▼

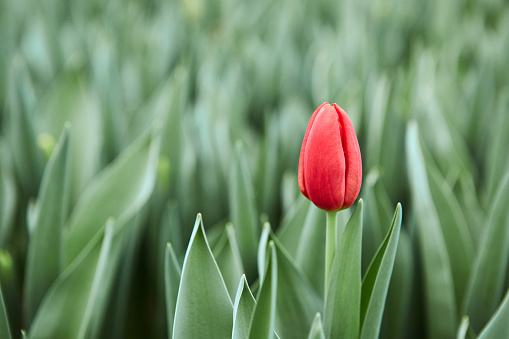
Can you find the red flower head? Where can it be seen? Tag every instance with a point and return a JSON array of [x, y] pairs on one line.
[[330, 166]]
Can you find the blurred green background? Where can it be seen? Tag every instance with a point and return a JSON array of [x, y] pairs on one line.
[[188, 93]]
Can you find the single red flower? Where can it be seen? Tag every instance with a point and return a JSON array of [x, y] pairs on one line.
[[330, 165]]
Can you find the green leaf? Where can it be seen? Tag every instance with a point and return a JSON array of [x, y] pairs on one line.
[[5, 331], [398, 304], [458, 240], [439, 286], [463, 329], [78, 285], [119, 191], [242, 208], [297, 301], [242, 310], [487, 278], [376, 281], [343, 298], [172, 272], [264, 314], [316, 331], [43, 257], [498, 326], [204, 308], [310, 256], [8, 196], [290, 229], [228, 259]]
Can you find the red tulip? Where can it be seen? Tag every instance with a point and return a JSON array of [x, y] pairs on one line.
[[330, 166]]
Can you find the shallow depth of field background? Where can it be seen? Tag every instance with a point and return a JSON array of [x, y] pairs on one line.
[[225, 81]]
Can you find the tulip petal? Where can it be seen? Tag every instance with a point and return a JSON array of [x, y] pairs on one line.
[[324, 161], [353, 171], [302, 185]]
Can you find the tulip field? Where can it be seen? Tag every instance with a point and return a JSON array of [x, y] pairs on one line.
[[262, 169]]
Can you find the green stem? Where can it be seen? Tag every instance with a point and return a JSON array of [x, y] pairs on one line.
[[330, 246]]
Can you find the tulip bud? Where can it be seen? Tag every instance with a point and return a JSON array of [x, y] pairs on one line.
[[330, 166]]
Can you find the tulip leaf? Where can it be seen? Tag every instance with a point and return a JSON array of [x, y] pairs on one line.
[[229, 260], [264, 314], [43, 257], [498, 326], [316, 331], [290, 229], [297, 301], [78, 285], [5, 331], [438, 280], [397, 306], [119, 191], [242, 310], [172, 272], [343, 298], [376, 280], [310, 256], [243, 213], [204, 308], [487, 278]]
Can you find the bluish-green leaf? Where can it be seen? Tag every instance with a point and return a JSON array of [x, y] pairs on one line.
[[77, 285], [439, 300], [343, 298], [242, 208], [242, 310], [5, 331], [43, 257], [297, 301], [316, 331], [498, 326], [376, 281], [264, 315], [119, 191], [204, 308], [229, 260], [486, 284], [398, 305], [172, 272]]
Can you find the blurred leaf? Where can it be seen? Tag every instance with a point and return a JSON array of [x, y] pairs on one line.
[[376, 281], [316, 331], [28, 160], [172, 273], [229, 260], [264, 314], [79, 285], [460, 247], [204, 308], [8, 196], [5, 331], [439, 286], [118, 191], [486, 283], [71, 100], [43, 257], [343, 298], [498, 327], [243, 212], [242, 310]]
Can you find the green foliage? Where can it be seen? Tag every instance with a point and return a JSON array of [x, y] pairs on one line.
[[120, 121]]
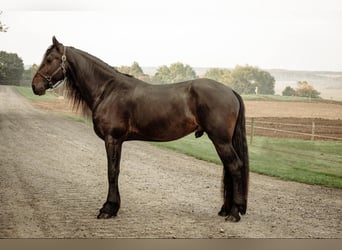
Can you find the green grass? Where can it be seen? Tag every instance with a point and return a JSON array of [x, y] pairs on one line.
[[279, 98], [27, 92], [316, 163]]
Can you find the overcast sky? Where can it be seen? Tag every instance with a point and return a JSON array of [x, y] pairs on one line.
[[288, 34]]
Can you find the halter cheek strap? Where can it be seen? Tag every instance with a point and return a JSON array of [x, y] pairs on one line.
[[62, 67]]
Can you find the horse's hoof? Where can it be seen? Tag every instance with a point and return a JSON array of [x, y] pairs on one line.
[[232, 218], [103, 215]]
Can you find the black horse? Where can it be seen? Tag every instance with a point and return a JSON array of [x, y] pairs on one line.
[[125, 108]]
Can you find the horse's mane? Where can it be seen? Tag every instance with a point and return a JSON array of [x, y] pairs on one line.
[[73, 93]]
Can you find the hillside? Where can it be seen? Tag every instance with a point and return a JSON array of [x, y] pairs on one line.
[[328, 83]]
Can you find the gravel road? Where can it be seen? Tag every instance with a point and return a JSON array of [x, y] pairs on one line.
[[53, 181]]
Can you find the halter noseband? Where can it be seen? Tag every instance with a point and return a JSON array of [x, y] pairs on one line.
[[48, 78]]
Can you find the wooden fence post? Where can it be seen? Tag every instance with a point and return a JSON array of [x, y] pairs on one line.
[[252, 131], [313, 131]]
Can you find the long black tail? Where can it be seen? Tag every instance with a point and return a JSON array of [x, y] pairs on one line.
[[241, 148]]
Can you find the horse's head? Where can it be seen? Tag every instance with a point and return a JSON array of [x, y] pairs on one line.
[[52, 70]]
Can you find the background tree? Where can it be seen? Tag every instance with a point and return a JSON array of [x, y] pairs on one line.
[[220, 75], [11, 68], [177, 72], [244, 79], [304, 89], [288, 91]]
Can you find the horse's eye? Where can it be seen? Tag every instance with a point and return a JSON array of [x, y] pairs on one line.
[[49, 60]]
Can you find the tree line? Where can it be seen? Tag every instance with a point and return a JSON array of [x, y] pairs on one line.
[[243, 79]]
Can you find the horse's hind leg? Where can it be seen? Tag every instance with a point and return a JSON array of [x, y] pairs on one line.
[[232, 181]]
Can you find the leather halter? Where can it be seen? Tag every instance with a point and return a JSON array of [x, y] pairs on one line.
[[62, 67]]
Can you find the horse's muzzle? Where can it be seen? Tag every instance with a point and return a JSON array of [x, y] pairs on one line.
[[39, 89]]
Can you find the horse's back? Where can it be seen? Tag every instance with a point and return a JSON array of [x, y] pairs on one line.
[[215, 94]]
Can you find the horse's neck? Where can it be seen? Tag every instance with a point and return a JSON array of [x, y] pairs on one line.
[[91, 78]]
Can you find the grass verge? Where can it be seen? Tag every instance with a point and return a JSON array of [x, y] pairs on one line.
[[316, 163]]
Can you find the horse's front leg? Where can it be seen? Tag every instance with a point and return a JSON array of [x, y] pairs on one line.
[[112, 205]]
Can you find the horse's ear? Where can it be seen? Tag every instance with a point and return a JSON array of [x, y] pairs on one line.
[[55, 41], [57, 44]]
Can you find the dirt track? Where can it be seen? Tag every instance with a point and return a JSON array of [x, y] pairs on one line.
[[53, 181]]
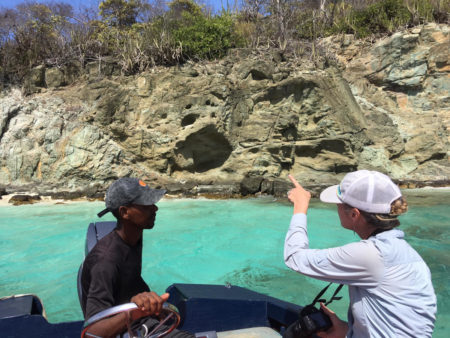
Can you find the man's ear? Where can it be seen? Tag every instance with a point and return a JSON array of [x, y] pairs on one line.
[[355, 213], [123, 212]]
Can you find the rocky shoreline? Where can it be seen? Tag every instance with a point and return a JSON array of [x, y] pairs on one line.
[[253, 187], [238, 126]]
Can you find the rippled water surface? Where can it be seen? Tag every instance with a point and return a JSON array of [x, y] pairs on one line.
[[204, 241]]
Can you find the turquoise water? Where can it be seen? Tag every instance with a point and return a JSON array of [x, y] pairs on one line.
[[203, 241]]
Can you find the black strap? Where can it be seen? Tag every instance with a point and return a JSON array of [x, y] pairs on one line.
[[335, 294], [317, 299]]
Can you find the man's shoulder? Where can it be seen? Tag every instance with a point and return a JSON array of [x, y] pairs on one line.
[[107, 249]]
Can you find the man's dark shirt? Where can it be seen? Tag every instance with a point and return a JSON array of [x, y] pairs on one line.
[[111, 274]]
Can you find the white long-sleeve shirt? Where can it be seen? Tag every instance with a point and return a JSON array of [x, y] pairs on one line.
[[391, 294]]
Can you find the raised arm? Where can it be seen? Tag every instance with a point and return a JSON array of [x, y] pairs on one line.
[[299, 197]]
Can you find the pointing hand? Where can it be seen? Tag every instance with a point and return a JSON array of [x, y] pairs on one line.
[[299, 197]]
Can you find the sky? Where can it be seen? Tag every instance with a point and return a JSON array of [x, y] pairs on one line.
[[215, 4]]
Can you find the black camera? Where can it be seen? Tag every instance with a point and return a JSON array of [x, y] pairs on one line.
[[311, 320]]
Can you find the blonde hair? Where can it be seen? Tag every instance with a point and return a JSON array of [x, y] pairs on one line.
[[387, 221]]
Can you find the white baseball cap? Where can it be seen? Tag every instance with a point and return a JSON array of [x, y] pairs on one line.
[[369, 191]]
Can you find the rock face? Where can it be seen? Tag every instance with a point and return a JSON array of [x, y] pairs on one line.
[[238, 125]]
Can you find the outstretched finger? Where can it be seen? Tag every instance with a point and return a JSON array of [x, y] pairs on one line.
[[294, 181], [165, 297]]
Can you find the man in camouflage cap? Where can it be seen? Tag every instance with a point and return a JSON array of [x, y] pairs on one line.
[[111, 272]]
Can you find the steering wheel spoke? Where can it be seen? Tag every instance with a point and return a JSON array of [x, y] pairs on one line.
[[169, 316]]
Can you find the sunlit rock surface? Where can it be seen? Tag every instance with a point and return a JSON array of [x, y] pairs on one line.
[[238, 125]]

▲
▼

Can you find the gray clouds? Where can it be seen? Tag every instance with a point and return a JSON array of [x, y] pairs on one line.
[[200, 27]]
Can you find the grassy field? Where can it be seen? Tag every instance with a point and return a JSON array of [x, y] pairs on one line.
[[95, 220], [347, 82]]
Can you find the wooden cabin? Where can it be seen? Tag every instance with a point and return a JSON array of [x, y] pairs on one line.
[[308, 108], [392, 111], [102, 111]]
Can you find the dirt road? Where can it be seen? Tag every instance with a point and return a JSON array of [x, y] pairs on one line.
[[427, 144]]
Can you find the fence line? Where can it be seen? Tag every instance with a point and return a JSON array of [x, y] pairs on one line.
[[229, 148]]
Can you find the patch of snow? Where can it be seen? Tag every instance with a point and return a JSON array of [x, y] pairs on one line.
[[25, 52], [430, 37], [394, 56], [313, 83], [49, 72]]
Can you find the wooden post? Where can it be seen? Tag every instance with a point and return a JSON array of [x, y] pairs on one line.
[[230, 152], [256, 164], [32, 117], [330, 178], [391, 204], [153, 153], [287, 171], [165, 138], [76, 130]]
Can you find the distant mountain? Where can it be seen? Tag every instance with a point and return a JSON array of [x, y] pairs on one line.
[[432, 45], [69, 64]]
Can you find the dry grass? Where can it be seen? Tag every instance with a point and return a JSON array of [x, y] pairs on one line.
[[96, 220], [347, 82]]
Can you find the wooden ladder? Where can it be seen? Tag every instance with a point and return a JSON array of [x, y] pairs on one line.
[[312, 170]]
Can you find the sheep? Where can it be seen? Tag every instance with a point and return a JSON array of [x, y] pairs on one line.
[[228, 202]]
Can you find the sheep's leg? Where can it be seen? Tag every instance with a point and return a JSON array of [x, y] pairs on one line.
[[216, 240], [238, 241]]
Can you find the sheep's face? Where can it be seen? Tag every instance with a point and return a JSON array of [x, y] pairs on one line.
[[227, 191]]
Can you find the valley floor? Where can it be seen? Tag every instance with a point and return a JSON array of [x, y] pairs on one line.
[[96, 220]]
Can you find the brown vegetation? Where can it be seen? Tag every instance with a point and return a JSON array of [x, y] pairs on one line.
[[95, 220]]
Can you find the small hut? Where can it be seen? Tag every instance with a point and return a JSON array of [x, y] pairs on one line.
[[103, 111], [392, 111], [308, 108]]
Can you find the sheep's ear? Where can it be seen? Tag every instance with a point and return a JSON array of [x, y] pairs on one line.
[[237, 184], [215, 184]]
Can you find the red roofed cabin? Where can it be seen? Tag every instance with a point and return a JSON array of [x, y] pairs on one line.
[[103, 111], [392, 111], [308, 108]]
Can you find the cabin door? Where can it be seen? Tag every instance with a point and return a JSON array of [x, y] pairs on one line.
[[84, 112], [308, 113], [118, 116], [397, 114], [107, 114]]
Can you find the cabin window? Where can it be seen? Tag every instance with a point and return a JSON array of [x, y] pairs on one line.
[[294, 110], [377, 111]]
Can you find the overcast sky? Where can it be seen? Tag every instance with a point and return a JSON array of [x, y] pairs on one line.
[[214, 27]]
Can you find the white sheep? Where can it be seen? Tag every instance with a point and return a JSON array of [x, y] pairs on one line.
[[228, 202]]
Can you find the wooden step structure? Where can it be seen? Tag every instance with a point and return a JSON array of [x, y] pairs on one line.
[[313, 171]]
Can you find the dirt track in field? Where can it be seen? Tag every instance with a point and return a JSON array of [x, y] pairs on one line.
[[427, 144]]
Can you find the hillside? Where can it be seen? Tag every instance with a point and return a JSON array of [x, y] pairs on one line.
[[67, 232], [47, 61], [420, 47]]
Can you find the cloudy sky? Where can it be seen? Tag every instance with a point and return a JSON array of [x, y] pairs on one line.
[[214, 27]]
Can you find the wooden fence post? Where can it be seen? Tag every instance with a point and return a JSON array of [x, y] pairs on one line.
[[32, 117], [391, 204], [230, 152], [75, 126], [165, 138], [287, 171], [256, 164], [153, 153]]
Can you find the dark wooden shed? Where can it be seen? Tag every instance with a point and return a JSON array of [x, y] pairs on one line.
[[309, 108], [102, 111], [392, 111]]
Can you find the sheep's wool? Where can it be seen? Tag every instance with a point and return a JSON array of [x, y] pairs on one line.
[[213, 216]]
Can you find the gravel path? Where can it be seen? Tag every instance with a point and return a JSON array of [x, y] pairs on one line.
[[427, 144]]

▲

Sostituisci "shirt" con "sweater" nel materiale, partendo dalla riga che contiene "Can you find the black strap?" e proseguendo fino alla riga che contiene "[[311, 320]]", entrambe comprese. Riscrivi soltanto queste righe, lasciando invariato tutto il resto.

Can you find the black strap? Where can it be seen? Tag every instance with a point and return a JSON array of [x, y] pairs on one line.
[[335, 294], [317, 299]]
Can you find the man's shoulder? Where can it be seen? Tag every instance with a point and return a JSON array of [x, y] pairs on one line.
[[107, 249]]
Can you find the man's dark sweater? Where can it be seen? Tag every instance with a point and return a JSON array of [x, y] pairs on one line.
[[111, 274]]
Can you find the white long-sleeve sweater? Where can it be seen? Tag every instance with a point and return a JSON array of [x, y] pairs on one line.
[[391, 294]]
Can you find the raised arm? Where can it be seen? Tag every instance with a point and return a JSON array of [x, y] pairs on one line.
[[299, 197]]
Can you find the pointing hand? Where can it be seen? Tag every instance with a point and return a JSON array of [x, y] pairs on one line.
[[299, 197]]
Can you find the sky? Where can it be seen? Tag every instance with a point and return a JSON array of [x, y] pairs on one line.
[[215, 4]]
Can you find the black camera? Where can it be seen? Tag every instance with a point and return a JSON array of [x, y] pairs on one line.
[[311, 320]]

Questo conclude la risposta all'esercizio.